> Task to complete: Arrange the lines of the items below as a numbered list, leaving out blank lines, starting at the line that contains "Can you find the light" and ending with the last line of the items.

[Dataset items]
-- Start --

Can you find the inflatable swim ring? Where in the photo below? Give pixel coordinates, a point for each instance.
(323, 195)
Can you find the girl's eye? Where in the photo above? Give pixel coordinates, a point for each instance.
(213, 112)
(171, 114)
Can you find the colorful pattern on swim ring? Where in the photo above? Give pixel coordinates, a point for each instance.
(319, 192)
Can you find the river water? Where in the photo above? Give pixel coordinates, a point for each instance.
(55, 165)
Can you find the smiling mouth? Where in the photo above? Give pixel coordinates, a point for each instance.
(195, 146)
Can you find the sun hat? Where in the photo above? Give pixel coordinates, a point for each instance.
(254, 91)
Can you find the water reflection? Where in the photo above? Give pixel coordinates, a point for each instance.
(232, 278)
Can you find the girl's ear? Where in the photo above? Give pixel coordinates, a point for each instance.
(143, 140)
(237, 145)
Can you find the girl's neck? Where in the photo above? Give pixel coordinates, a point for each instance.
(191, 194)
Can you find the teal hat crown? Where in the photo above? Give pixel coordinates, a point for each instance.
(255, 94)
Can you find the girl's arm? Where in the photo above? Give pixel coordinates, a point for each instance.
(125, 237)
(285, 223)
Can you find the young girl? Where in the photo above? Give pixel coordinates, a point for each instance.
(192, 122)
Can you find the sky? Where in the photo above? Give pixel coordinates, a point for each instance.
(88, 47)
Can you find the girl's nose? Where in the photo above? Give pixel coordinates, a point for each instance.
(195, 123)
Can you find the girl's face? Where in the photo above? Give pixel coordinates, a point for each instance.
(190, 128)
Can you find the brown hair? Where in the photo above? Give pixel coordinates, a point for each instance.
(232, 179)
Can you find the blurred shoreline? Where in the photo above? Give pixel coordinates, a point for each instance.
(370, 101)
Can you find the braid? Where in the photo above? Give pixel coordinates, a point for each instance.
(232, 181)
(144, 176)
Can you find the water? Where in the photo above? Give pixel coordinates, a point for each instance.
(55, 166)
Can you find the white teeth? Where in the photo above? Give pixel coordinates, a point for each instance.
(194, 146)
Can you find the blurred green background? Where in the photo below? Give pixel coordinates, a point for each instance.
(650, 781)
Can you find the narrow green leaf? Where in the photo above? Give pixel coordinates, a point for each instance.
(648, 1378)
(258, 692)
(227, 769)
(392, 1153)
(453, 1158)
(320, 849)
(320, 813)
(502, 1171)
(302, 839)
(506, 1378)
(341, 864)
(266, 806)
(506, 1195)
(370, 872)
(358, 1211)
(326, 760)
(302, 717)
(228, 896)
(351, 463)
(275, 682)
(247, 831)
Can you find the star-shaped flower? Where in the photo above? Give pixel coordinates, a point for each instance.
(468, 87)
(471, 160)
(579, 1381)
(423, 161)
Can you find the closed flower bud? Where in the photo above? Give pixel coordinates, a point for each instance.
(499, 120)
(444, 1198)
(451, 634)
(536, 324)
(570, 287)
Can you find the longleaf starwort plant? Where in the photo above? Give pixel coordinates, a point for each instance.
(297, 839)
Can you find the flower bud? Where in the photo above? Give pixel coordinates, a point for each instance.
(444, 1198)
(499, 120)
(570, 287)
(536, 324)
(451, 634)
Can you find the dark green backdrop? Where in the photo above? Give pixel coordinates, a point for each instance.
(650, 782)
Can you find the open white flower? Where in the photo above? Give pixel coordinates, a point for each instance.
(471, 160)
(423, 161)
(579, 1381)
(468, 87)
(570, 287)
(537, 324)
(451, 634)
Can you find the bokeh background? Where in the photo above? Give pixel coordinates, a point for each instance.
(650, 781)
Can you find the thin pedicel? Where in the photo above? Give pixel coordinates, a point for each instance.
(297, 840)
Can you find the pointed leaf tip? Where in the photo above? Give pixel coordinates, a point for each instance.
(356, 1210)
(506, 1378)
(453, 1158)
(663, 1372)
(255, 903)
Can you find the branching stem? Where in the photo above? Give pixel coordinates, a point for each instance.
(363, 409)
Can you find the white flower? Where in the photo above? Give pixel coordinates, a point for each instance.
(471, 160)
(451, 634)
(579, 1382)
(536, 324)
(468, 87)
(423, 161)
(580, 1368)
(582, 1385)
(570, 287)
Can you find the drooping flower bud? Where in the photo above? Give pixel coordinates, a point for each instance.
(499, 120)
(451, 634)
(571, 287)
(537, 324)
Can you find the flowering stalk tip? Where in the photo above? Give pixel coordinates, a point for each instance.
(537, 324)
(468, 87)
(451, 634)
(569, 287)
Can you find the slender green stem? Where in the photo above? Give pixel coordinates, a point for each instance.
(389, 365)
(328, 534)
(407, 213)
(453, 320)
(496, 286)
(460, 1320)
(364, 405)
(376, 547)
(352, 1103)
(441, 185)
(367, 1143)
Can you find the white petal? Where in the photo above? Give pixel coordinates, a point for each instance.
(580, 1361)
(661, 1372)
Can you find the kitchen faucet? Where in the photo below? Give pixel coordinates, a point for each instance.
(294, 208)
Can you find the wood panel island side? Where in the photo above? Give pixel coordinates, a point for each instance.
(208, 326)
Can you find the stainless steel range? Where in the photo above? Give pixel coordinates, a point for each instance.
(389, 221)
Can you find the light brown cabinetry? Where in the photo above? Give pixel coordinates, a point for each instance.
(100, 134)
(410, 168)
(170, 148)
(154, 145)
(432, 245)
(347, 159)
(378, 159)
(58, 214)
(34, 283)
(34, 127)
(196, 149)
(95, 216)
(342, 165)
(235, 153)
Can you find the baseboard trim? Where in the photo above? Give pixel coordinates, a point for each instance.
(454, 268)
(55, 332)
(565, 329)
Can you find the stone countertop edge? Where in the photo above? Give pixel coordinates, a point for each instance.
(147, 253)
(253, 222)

-- End --

> Problem solution:
1. Can you find the light brown cabinetry? Where in the photo above? Give pixel coordinates, a point for each instance.
2. (100, 134)
3. (410, 168)
4. (170, 148)
5. (154, 145)
6. (432, 245)
7. (347, 159)
8. (378, 159)
9. (58, 214)
10. (34, 283)
11. (34, 127)
12. (196, 149)
13. (95, 216)
14. (342, 165)
15. (235, 153)
16. Can you find the baseboard trim? Where in the photo above? Give pixel coordinates, a point for each instance.
17. (454, 268)
18. (55, 332)
19. (565, 329)
20. Can you find the stone countertop edge? Where in the photo above? Give pixel coordinates, a point for each instance.
21. (147, 253)
22. (253, 222)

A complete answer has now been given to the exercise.